LISTA DE TAREFAS -
[a] Responda com base no trecho sobre envelhecer:
(i) Que palavra o texto afirma que não será usada para chamar homens?
(ii) Em vez de exigir atendimento imediato, o que o texto diz que será feito ao chegar a um lugar?
(iii) Em quais lugares o texto recusa ser usado pelos mais jovens?
[b] Prossiga com o texto sobre envelhecer, a partir da última frase apresentada.

TRECHO -
* * *
Quando eu crescer

Quando eu crescerNão quero morrer jovem. Ou madura. Quero envelhecer, quero ter as marcas do tempo e da vida estampadas nos meus ossos, na minha pele, nos meus olhos. E quero, sobretudo, envelhecer bem, com saúde física e mental.

Vou procurar não ser uma velha esnobe, que diminui o outro. Por exemplo, não vou chamar homens de “menino” — não faço isso hoje em dia, e a velhice não dá a ninguém o direito de diminuir o outro pela diferença de posição, seja etária, seja social. Existe grande diferença entre um homem de 30 anos e uma senhora de 70, e essa diferença é desvantajosa para a velhinha, sejamos realistas. Truques linguísticos para impor alguma superioridade são, a meu ver, pura babaquice. Não quero e não vou ser uma velha babaca.

Também não serei dessas senhoras folgadas, que chegam em qualquer lugar e exigem atendimento não apenas preferencial, mas imediato. Vou pegar minha senha e aguardar a minha vez, como qualquer mortal. Se tiver atendimento preferencial, ótimo; se não, paciência que, aliás, é algo a que somos obrigados a exercitar ao longo da vida. E quando eu não aguentar mais ficar muito tempo em pé, espero ter ajuda, nem que seja de um aplicativo de celular.

Quero me tornar uma velha digna e não me permitirei ser usada pelos mais jovens na fila ou no estacionamento preferenciais, nem para aquele “empréstimo” do suado dinheirinho da minha futura (e cada vez mais longínqua) aposentadoria.
* * *
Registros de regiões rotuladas

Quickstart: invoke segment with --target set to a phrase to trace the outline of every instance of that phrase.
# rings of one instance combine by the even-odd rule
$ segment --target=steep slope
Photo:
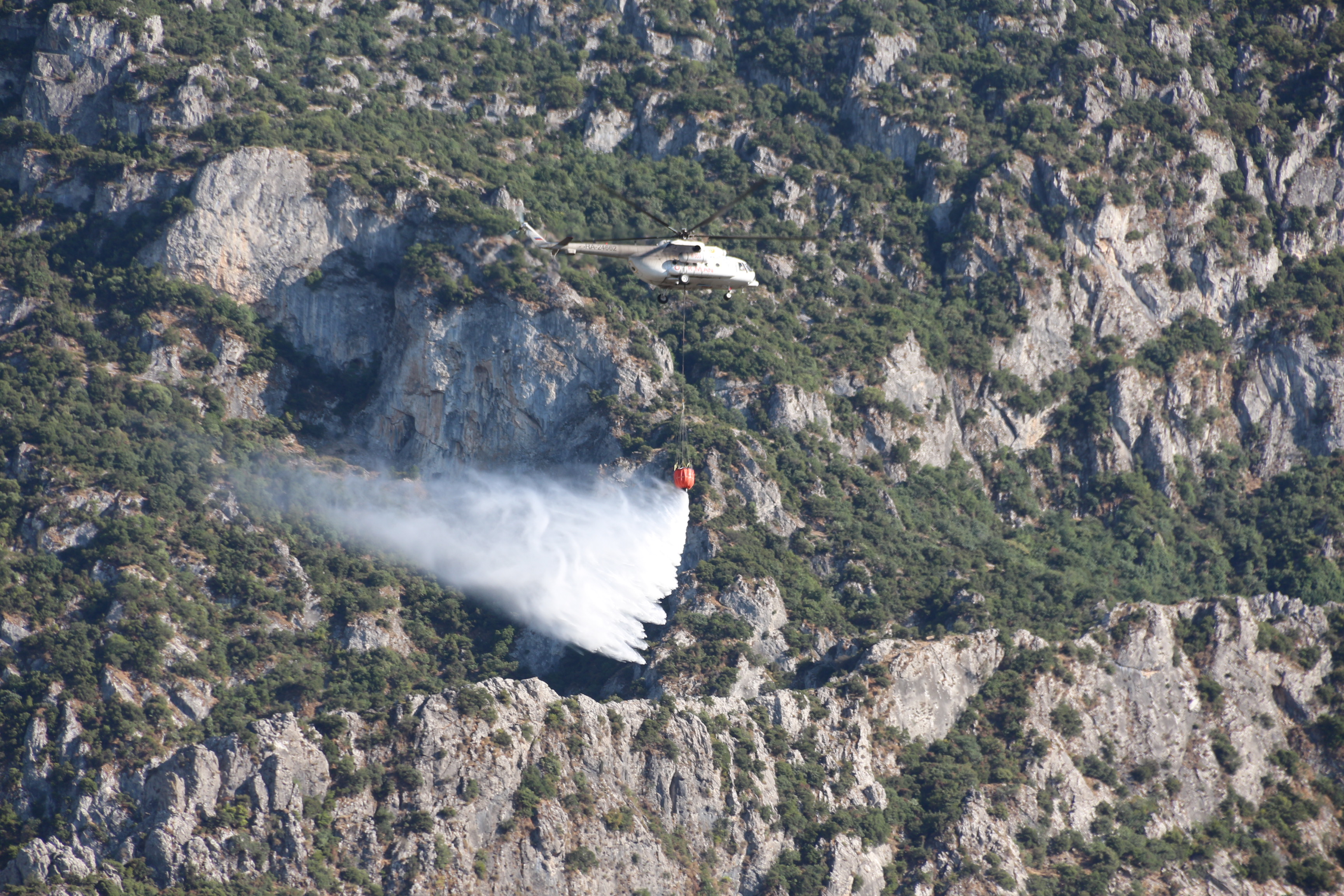
[[[3,15],[8,887],[1339,887],[1333,8]],[[761,176],[731,300],[508,235]],[[267,472],[661,472],[681,402],[645,665]]]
* * *
RESPOSTAS POR TAREFA -
[a]
(i) "Menino".
(ii) Pegar a senha e aguardar a vez, como qualquer mortal.
(iii) Na fila e no estacionamento preferenciais.

[b]
Na minha dignidade, não vou querer aparentar o que não sou, não vou me vestir ou me portar como uma mulher jovem. Um cabelo comprido, por exemplo, não combina nem um pouco com vincos no rosto. Ou no pescoço ou nas mãos. Também não terei inveja das mais jovens, dos corpos vigorosos, férteis. Não vou ficar reparando os glúteos de nenhuma moça, por exemplo. Sei que o corpo de qualquer pessoa longeva será atingido, implacavelmente, pela lei da gravidade. Enquanto viver, vou ser o que sou, ciente das minhas limitações, ciente de que o tempo é inexorável, e que não vou ficar pra semente. Isso tudo, para mim, também é dignidade.

Ah, serei uma senhorinha de fibra, com muita história pra contar, coisa que só teremos na velhice se vivermos nossa juventude intensamente.

E quero amar, continuar amando muito o meu marido, que também será velho. Assunto, podem ter certeza, não vai faltar! Mas se a vida nos pregar alguma peça, ou se o destino transcorrer de forma que nem imagino agora, quero amar do mesmo jeito. Pode até ser um homem mais jovem, já que uma velhinha esperta e muito digna, como pretendo ser, não permitirá parasitismo.

Não quero me tornar uma velha sozinha, ranzinza. Não farei isso comigo mesma. Quando não der mais conta de cozinhar, vou contratar uma cozinheira. Irá todos os domingos à minha casa, onde a família estará reunida, contando histórias — gosto da casa cheia e não pretendo mudar meu gosto. E espero ver as crianças das próximas gerações crescerem. E quem sabe, contribuir um pouquinho em dar um sentido de família, de amor e de comunhão àqueles que já nascerão com as mais variadas tecnologias nas mãos.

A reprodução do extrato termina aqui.